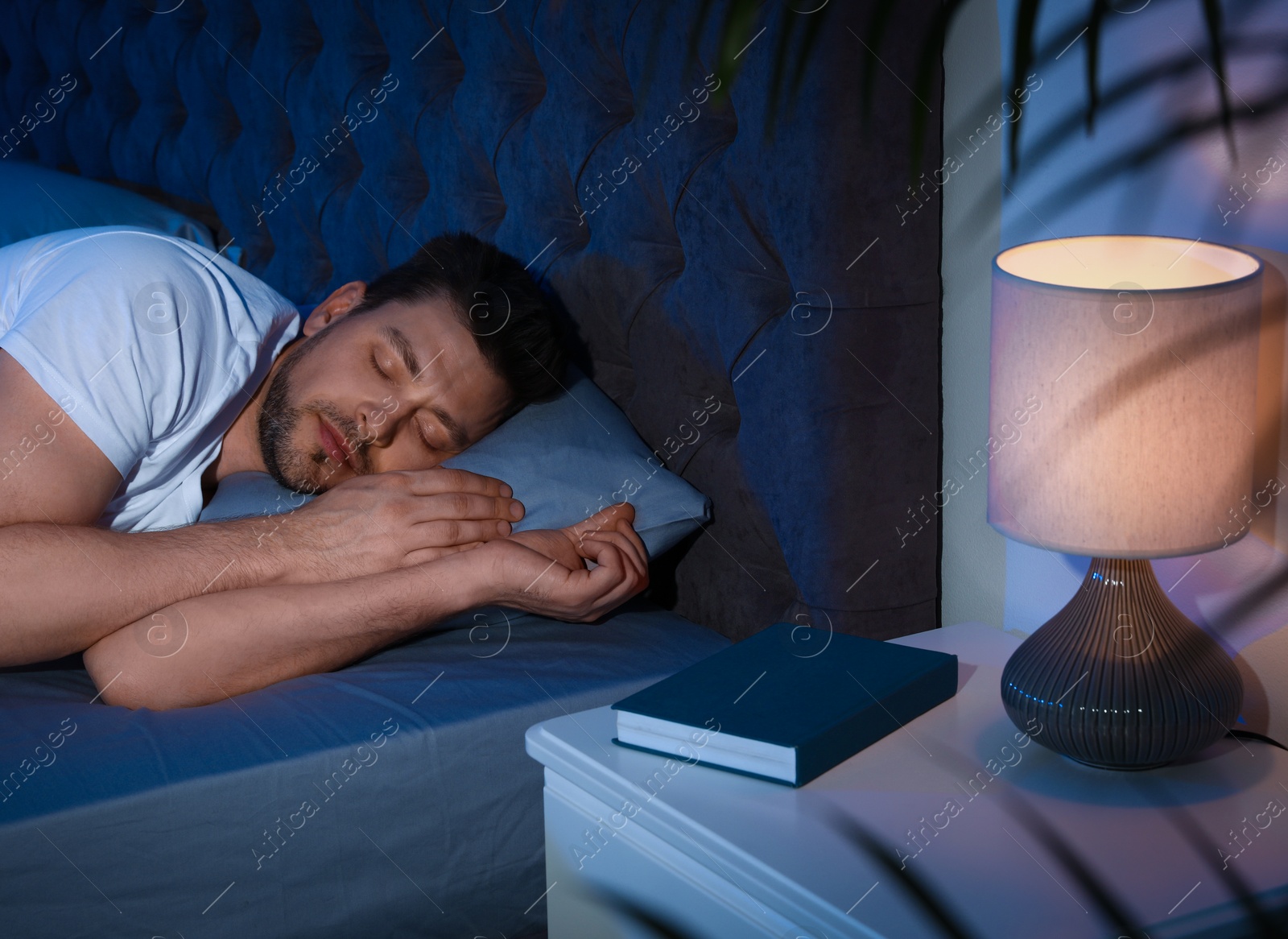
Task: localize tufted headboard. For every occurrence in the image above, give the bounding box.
[0,0,940,638]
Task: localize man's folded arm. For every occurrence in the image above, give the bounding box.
[0,349,523,666]
[0,350,295,664]
[85,523,648,709]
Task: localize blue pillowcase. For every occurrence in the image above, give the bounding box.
[0,159,213,250]
[201,367,711,558]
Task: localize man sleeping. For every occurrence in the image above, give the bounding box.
[0,228,648,709]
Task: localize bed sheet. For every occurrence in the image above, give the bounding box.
[0,610,728,939]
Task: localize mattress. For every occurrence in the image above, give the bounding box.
[0,606,728,939]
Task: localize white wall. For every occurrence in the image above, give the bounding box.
[940,0,1007,626]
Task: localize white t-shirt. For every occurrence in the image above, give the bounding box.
[0,228,299,532]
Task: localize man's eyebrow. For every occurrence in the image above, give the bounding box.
[430,404,470,449]
[380,326,421,381]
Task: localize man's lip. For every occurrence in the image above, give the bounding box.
[318,417,357,473]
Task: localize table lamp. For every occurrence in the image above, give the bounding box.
[988,236,1261,769]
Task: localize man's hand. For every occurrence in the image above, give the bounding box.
[470,503,648,623]
[275,466,523,582]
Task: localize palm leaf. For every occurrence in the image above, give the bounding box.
[1006,0,1042,172]
[1203,0,1235,157]
[1087,0,1109,137]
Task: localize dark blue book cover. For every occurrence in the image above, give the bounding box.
[613,623,957,786]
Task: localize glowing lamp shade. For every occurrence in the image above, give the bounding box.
[989,236,1261,769]
[988,236,1261,558]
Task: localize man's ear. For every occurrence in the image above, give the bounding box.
[300,281,367,336]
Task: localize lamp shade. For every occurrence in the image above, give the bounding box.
[989,236,1261,558]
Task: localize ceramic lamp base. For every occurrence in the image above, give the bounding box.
[1002,558,1243,769]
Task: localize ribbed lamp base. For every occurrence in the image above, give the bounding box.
[1002,558,1243,769]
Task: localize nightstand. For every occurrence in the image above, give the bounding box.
[526,623,1288,939]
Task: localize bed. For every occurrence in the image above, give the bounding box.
[0,0,940,939]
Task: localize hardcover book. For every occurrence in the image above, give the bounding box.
[613,623,957,786]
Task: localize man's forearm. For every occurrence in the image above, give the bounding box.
[85,552,488,709]
[0,518,291,664]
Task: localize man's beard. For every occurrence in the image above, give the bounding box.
[259,333,367,494]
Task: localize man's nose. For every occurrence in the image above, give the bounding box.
[357,397,399,445]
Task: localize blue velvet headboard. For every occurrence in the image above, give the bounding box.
[0,0,940,638]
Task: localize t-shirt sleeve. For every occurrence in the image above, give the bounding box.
[0,230,184,477]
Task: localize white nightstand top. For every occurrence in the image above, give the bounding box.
[526,623,1288,939]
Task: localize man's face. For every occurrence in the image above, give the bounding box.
[259,299,510,492]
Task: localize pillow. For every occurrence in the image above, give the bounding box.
[0,159,215,250]
[200,367,711,558]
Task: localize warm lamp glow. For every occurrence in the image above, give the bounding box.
[997,234,1261,290]
[988,236,1261,558]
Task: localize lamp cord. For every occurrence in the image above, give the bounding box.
[1226,729,1288,750]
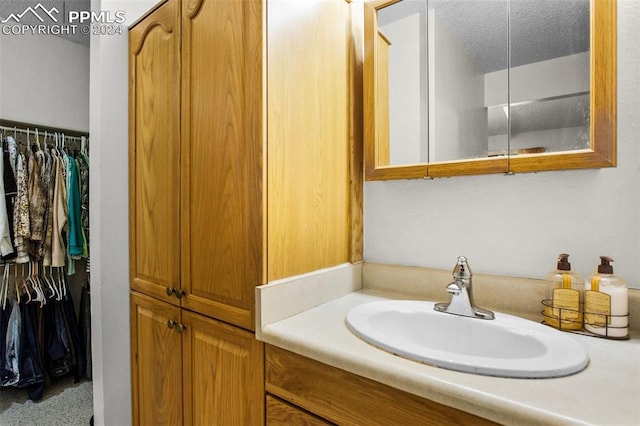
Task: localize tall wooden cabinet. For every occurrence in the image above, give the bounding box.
[129,0,362,425]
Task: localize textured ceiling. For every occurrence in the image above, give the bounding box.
[378,0,589,73]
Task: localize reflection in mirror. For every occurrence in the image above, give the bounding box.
[364,0,616,179]
[428,0,509,163]
[504,0,590,155]
[376,0,429,165]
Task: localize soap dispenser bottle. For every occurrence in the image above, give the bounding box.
[584,256,629,338]
[544,253,583,330]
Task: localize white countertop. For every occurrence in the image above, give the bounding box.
[257,290,640,426]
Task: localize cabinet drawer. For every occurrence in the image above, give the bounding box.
[266,395,332,426]
[265,345,495,426]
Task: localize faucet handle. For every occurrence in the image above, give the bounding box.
[447,281,462,296]
[453,256,473,280]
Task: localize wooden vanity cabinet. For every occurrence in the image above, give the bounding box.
[129,0,265,330]
[265,345,495,426]
[129,0,362,425]
[131,292,264,425]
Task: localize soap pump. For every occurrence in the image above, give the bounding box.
[584,256,629,338]
[544,253,583,330]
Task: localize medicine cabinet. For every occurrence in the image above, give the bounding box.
[364,0,616,180]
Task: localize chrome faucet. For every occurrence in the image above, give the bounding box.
[433,256,494,319]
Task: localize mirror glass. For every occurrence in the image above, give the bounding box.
[375,0,590,166]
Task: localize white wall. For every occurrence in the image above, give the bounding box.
[364,0,640,288]
[90,0,156,426]
[0,34,89,132]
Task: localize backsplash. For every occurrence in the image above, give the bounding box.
[362,262,640,332]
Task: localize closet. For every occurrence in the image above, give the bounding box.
[129,0,362,425]
[0,120,91,401]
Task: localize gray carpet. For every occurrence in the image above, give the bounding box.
[0,377,93,426]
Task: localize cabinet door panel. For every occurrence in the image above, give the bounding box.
[131,292,182,425]
[267,0,351,281]
[129,0,180,304]
[183,311,264,425]
[182,0,265,329]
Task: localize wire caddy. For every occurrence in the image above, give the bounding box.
[540,299,629,340]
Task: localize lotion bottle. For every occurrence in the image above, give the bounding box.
[584,256,629,338]
[544,253,583,330]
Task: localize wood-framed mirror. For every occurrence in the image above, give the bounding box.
[364,0,617,180]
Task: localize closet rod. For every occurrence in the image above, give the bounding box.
[0,118,89,139]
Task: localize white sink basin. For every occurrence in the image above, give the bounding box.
[346,300,589,378]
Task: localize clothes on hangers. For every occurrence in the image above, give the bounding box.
[0,133,89,268]
[0,128,91,401]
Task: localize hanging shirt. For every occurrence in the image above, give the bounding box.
[0,145,14,257]
[67,157,83,257]
[13,154,31,263]
[51,157,68,267]
[2,138,18,260]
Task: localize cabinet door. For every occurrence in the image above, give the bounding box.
[183,311,264,425]
[131,291,183,425]
[182,0,265,329]
[129,0,180,304]
[267,0,352,282]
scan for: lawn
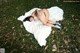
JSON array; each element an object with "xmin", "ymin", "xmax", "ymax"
[{"xmin": 0, "ymin": 0, "xmax": 80, "ymax": 53}]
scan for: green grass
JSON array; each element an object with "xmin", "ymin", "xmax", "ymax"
[{"xmin": 0, "ymin": 0, "xmax": 80, "ymax": 53}]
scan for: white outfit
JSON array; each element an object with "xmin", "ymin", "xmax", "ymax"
[{"xmin": 18, "ymin": 6, "xmax": 63, "ymax": 46}]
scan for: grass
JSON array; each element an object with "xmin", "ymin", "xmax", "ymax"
[{"xmin": 0, "ymin": 0, "xmax": 80, "ymax": 53}]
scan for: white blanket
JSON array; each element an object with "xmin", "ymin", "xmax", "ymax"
[{"xmin": 18, "ymin": 6, "xmax": 63, "ymax": 46}]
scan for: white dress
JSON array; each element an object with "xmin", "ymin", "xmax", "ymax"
[{"xmin": 18, "ymin": 6, "xmax": 63, "ymax": 46}]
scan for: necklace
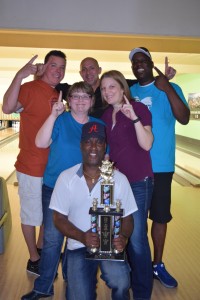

GIVEN PROBLEM:
Render every line of the data above as a JSON list of strings, one string per line, skipping blank lines and leaving out the pictures.

SOLUTION TO THIS TASK:
[
  "Task: localize tufted headboard. For every occurrence in the image above, give the bounding box.",
  "[0,0,940,638]",
  "Task: localize man's folded arm. For every occurrence in the image above, give the bounding box.",
  "[0,349,523,666]",
  "[0,350,295,664]",
  "[85,523,648,709]",
  "Task: localize blue pillowcase. For every occurrence in the image above, give the bounding box.",
  "[0,159,213,250]",
  "[201,367,711,558]",
  "Task: localize man sleeping. For every occurrence in the image above, give the bounding box.",
  "[0,228,648,709]",
  "Task: localize bed sheet. For every occurrence in the image above, give the bounding box.",
  "[0,610,728,939]",
  "Task: localize mattress. For every occurrence in the image above, give the bounding box.",
  "[0,606,728,939]",
  "Task: localize white wall. For every occurrence in the image above, give the bounding box.",
  "[940,0,1007,626]",
  "Task: localize white t-shirt. For every occurrence in the image above, give the bounding box.",
  "[0,228,299,532]",
  "Task: localize man's eyebrow. For every occurrence in the image above, give the bounding box.",
  "[430,404,470,449]",
  "[380,326,421,381]",
  "Task: localize man's lip. For every occurrence in the image above, give the bounding box.",
  "[318,417,357,473]",
  "Task: localize table lamp. For every occurrence in the image above, give the bounding box.",
  "[988,236,1261,769]",
  "Task: localize man's hand. For every occurrence in the image above, give the bounding box.",
  "[470,503,648,623]",
  "[275,466,523,582]",
  "Task: localize palm leaf. For every occurrence in the image above, give the bounding box.",
  "[1006,0,1042,172]",
  "[1203,0,1235,157]",
  "[1087,0,1109,137]",
  "Task: localize dark blue book cover. For every occurrence in the image above, give the bounding box.",
  "[613,623,957,786]",
  "Task: localize glowing lamp shade. For every occurrence in the image above, give the bounding box.",
  "[989,236,1261,769]",
  "[988,236,1261,558]",
  "Task: localize man's ear. For every occurrence in the image above, give the bounding box.",
  "[300,281,367,336]",
  "Task: localize lamp shade. For every occurrence in the image above, give the bounding box.",
  "[989,236,1261,558]",
  "Task: localize ceramic lamp base. For every occurrence in the image above, give the bounding box.",
  "[1002,558,1243,769]",
  "Task: localize ribbed lamp base. For every occurrence in the image above, give the bounding box.",
  "[1002,558,1243,769]",
  "Task: localize nightstand. For every occurrence in the image above, give the bounding box.",
  "[526,623,1288,939]",
  "Task: localize bed. For every occurrence in the image above, give the bounding box.",
  "[0,0,940,939]",
  "Task: localize hardcover book. For every occurrence in the image above, give the bounding box.",
  "[613,623,957,786]",
  "Task: localize man's forearm. For every occurrence in the image above, give the bounding box.",
  "[85,552,488,709]",
  "[0,518,291,664]",
  "Task: localize man's beard. For every occurrence in the image above, give the bounding box.",
  "[259,333,367,494]",
  "Task: localize man's nose. For every occurrence in the image above, give the bounding box.",
  "[357,397,399,445]",
  "Task: localize blue velvet headboard. For every occurrence in the image above, give the bounding box.",
  "[0,0,940,638]",
  "Task: localize t-shirt sleeve. For every occurrence in the image above, give the bounding box.",
  "[0,230,184,477]",
  "Task: localize white nightstand top. For every occurrence in the image above, give the bounding box.",
  "[526,623,1288,939]",
  "Task: localize man's face. For every occurrence in the image above, give the bounding box.",
  "[259,299,510,492]",
  "Task: localize pillow. For every occurrence in the image above, give the bounding box.",
  "[0,159,215,250]",
  "[200,367,711,558]",
  "Task: localize warm lamp glow. For every occurrence in the image above, give the bounding box.",
  "[997,234,1261,290]",
  "[988,236,1261,558]",
  "Task: localize lamp cord. For every occurrence in the image above, give the bounding box.",
  "[1226,729,1288,750]",
  "Task: localize tall wooden cabinet. For every occurrence in the image above, give the bounding box.",
  "[129,0,362,425]",
  "Task: localize textured ceiling. For every occurrence in the image above, give the bounding box.",
  "[378,0,589,73]",
  "Task: localize reflection in mirror. For every occurrence in the image above, give the bounding box.",
  "[364,0,616,179]",
  "[428,0,509,163]",
  "[504,0,590,155]",
  "[376,0,429,165]",
  "Task: localize soap dispenser bottle. For every occurrence in the image above, give the bounding box.",
  "[584,256,629,338]",
  "[544,253,583,330]",
  "Task: localize white countertop. For every occurrence in the image above, give the bounding box.",
  "[257,290,640,426]",
  "Task: localize cabinet drawer. For every occurrence in the image above, give the bounding box.",
  "[266,395,332,426]",
  "[265,345,495,426]",
  "Task: localize faucet handle. For every occurrence in the image above, give the bounding box.",
  "[447,281,462,296]",
  "[453,256,473,280]",
  "Task: localize wooden vanity cabinet. For every occurrence in the image above, give the bounding box.",
  "[129,0,265,330]",
  "[265,345,495,426]",
  "[129,0,362,425]",
  "[131,292,264,425]",
  "Task: localize soap pump. For every occurrence in the image above, give the bounding box.",
  "[584,256,629,338]",
  "[544,253,583,330]",
  "Task: localize medicine cabinet. For every occurrence in the image above, give the bounding box.",
  "[364,0,616,180]",
  "Task: localize chrome faucet. For every occurrence in the image above, give the bounding box.",
  "[433,256,494,319]",
  "Task: localize mirror glass. For every occurrence in the image above, give the bounding box.",
  "[375,0,590,166]",
  "Task: localize white wall. For every occurrence in the image above, give the bounding box.",
  "[364,0,640,288]",
  "[90,0,156,426]",
  "[0,34,89,132]",
  "Task: localize backsplash. For every occurrence in the image above, give the bounding box.",
  "[362,262,640,332]",
  "Task: localize closet. For every occurrence in the image above, give the bounding box.",
  "[129,0,362,425]",
  "[0,120,91,401]",
  "Task: localize gray carpet. For every occurrence in the image above, give the bounding box.",
  "[0,377,93,426]",
  "Task: localize cabinet door panel. For every occurrence in the image above, give the bounding box.",
  "[131,292,182,425]",
  "[267,0,351,281]",
  "[129,0,180,304]",
  "[183,311,264,425]",
  "[182,0,265,329]",
  "Task: localize wire caddy. For every occurrence in the image above, give the bounding box.",
  "[540,299,629,340]",
  "Task: localize lotion bottle. For every occurrence in the image above, give the bounding box.",
  "[584,256,629,338]",
  "[544,253,583,330]",
  "Task: localize wood-framed mirror. For every occurrence in the image above, give the bounding box.",
  "[364,0,617,180]",
  "Task: localize closet rod. For every occurrence in the image above, give the bounding box.",
  "[0,118,89,139]",
  "Task: localize white sink basin. For every occurrence in the image above, give the bounding box.",
  "[346,300,589,378]",
  "Task: localize clothes on hangers. For every occurrence in the image above, give the bounding box.",
  "[0,133,89,268]",
  "[0,128,91,401]",
  "Task: localize hanging shirt. For every occurrence in the image above, give the bounding box.",
  "[0,145,14,257]",
  "[67,157,83,257]",
  "[13,154,31,263]",
  "[51,157,68,267]",
  "[2,138,18,260]",
  "Task: localize cabinet door. For every occurrence in the image above, give the bounding box.",
  "[183,311,264,425]",
  "[131,291,183,425]",
  "[182,0,265,329]",
  "[129,0,180,304]",
  "[267,0,352,282]",
  "scan for: lawn",
  "JSON array; each element an object with \"xmin\", \"ymin\", \"xmax\", \"ymax\"",
  "[{\"xmin\": 0, \"ymin\": 0, \"xmax\": 80, \"ymax\": 53}]",
  "scan for: green grass",
  "JSON array; each element an object with \"xmin\", \"ymin\", \"xmax\", \"ymax\"",
  "[{\"xmin\": 0, \"ymin\": 0, \"xmax\": 80, \"ymax\": 53}]",
  "scan for: white outfit",
  "JSON array; each element an object with \"xmin\", \"ymin\", \"xmax\", \"ymax\"",
  "[{\"xmin\": 18, \"ymin\": 6, \"xmax\": 63, \"ymax\": 46}]",
  "scan for: grass",
  "JSON array; each element an object with \"xmin\", \"ymin\", \"xmax\", \"ymax\"",
  "[{\"xmin\": 0, \"ymin\": 0, \"xmax\": 80, \"ymax\": 53}]",
  "scan for: white blanket",
  "JSON array; each element an object with \"xmin\", \"ymin\", \"xmax\", \"ymax\"",
  "[{\"xmin\": 18, \"ymin\": 6, \"xmax\": 63, \"ymax\": 46}]",
  "scan for: white dress",
  "JSON array; each element an object with \"xmin\", \"ymin\", \"xmax\", \"ymax\"",
  "[{\"xmin\": 18, \"ymin\": 6, \"xmax\": 63, \"ymax\": 46}]",
  "scan for: necklace"
]